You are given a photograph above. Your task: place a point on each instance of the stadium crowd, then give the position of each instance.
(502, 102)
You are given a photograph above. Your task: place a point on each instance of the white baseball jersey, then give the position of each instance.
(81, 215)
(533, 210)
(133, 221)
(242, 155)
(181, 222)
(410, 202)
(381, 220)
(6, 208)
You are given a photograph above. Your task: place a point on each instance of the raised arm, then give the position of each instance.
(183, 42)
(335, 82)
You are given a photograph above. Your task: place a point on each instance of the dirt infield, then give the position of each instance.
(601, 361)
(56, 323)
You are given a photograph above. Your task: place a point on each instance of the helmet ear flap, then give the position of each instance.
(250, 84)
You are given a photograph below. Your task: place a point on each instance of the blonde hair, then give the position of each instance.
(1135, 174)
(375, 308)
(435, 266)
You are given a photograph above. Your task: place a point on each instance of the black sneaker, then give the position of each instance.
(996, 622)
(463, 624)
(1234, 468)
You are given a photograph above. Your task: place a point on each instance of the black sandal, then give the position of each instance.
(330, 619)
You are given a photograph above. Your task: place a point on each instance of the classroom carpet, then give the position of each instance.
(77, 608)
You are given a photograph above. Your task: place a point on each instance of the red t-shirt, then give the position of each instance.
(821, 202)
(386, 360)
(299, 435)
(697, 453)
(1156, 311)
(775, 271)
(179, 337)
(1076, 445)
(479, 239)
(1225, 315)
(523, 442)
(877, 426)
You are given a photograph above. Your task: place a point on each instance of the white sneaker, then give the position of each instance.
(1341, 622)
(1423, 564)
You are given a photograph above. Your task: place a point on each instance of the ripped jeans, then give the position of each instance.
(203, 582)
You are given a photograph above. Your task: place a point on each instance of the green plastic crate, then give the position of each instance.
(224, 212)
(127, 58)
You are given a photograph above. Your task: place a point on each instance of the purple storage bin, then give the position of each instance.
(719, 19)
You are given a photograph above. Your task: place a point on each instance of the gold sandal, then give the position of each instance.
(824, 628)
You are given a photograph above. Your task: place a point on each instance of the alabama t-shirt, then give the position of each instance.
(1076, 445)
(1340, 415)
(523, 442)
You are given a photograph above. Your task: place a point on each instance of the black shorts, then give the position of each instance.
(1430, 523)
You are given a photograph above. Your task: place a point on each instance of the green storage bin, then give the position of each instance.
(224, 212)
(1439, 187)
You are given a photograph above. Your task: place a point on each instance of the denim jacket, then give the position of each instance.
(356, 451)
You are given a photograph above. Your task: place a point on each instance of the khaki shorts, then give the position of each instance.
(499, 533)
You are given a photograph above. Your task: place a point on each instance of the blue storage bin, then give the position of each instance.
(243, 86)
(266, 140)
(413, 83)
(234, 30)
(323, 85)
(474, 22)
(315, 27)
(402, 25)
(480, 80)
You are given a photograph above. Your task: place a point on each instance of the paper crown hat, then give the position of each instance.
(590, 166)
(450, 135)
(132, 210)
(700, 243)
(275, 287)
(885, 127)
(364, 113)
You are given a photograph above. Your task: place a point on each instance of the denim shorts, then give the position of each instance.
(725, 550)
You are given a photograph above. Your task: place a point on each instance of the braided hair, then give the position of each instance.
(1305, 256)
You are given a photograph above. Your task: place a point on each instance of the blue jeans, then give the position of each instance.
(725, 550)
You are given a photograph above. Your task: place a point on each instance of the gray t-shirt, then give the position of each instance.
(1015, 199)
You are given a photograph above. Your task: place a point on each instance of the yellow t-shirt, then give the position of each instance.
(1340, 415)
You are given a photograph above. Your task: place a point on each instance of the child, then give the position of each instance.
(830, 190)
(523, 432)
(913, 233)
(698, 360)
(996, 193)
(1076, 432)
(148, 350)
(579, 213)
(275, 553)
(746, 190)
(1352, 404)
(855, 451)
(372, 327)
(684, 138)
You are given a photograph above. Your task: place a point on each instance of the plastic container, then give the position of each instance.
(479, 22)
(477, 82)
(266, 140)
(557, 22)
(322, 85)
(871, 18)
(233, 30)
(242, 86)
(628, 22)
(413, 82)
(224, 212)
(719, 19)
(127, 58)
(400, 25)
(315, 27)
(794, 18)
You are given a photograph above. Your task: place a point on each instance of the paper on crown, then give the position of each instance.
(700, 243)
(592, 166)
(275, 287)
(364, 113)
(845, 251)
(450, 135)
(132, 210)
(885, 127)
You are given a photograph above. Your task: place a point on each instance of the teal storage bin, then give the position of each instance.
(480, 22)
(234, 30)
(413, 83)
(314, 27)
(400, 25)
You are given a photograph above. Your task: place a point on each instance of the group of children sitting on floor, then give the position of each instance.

* * * * * * *

▶ **REQUIREMENT**:
Restate every record word for word.

▶ **OUTPUT**:
You are given a photograph above. Your task: place a point on each instance of the stadium crowd, then give the position of each instance.
(502, 102)
You are given a photograph above. Your task: place a point on each instance of the white baseball jersey, then give the position of each instance.
(81, 215)
(533, 210)
(133, 221)
(242, 155)
(181, 222)
(410, 202)
(381, 220)
(6, 208)
You are given a photograph above. Your task: place a point on each instance of the raised arm, then give the position of each instance.
(183, 42)
(335, 82)
You are given a photograph above. Your task: place a point on each instance of the dirt infield, then give the position of each instance.
(601, 361)
(56, 323)
You are given a photograph above. Your task: place a point on each instance of the helmet ear flap, then give the position of each instance.
(250, 84)
You are given a photograph below. Your task: place a point on each instance of the blonde hair, then give the position of each instance.
(1135, 174)
(375, 308)
(435, 266)
You are given a photograph above. Your task: place a point on each instance of the black sneaker, then give the position of each instance.
(996, 622)
(463, 624)
(1234, 468)
You are given a photograph above. Your task: place a point on each instance of the black sandal, then give the position of each instance.
(330, 619)
You are given a photograph above. Your task: place a point on each instance of the classroom carpet, then give the position of each instance.
(77, 608)
You are given a photograph above. Your task: place a point on each instance of the red t-shirt, then give the position of each instance.
(821, 202)
(386, 360)
(299, 435)
(697, 453)
(1156, 311)
(775, 271)
(179, 337)
(1076, 445)
(479, 239)
(1225, 315)
(523, 442)
(877, 426)
You are given a photograph above. Your task: place a point on each instance of the white sneaker, then give the position of each instance.
(1341, 622)
(1423, 564)
You are given a photograph above. Your task: place a point on each instance of the ripped jeans, then give the position of each instance.
(203, 582)
You are given a photograph above. Your task: place a point on each instance of the green plastic crate, then give the position of each instance.
(224, 212)
(127, 58)
You are given a photograph above. Your task: place a point on each instance of the purple storage bin, then give the position of each instance.
(719, 19)
You are given a photograph above. Your task: place a point on each instance of the gold sandal, then give the position of each instance.
(824, 628)
You are given a photograph above. Your task: place a point on each instance of the alabama t-shirt, then give the position of each instance.
(1076, 445)
(1340, 415)
(523, 442)
You are given a photograph above. Your task: place a point on each instance of the black shorts, then give the position of each instance.
(1430, 523)
You are given a photograph above. Your task: place a point on each instance of the green storage bin, then give the position of each instance.
(224, 212)
(1439, 187)
You are given a photograph above. Your task: place a point on each instance of the denim jacket, then give the position of each instance.
(356, 451)
You are given a photograph above. Your task: place a point on each instance of the khaki shorts, then give the position of each instance.
(499, 533)
You are given a photograph above. Your task: place a point on each instance of the blue storage bin, then give the position of each instance.
(243, 86)
(266, 140)
(413, 83)
(234, 30)
(323, 85)
(474, 22)
(315, 27)
(402, 25)
(480, 80)
You are given a photograph above. Your task: place a point on each instance of the paper crown hat, then give the position of each instance.
(590, 166)
(450, 135)
(132, 210)
(700, 243)
(275, 287)
(885, 127)
(364, 113)
You are given a photograph above. Your task: place a point on each instance of the denim shorts, then give the position of each instance.
(725, 550)
You are given a photograph above. Your task: place a point on each instance of the braided hair, then give the position of each instance.
(1305, 256)
You are given a photograph above. Your task: place a point on each instance of the blue jeans, then give the position of each instance.
(725, 550)
You are given a photograph above. Your task: place a point on each instance of the gray t-shirt, then give the position of each instance.
(1015, 199)
You are given a photograph above. Your task: place a point on each instance of the yellow t-shirt, then give the position of each instance.
(1340, 415)
You are given a photograph above. Your task: place a point on each instance of the child, then give the position of each instance.
(830, 190)
(523, 432)
(913, 233)
(698, 360)
(996, 193)
(1076, 432)
(148, 350)
(579, 213)
(275, 553)
(746, 190)
(1352, 404)
(855, 451)
(372, 327)
(684, 138)
You are given a photograph above. Your task: place a point on each instance of the plastic container, then give the position of each instance.
(479, 22)
(477, 82)
(266, 140)
(557, 22)
(322, 85)
(871, 18)
(233, 30)
(242, 86)
(628, 22)
(413, 82)
(224, 212)
(719, 19)
(127, 58)
(400, 25)
(315, 27)
(794, 18)
You are given a photograph above. Your task: place a point on each instance of the paper on crown, then give the position of each instance.
(700, 243)
(592, 166)
(275, 287)
(364, 113)
(845, 251)
(450, 135)
(132, 210)
(885, 127)
You are given a photograph above. Your task: place a point on each instance of the teal storage bin, then give the position of each instance.
(480, 22)
(234, 30)
(413, 83)
(314, 27)
(400, 25)
You are given a photograph above. Your task: place a point on each instance of the group of children sitting on floor, then give the position of each instance.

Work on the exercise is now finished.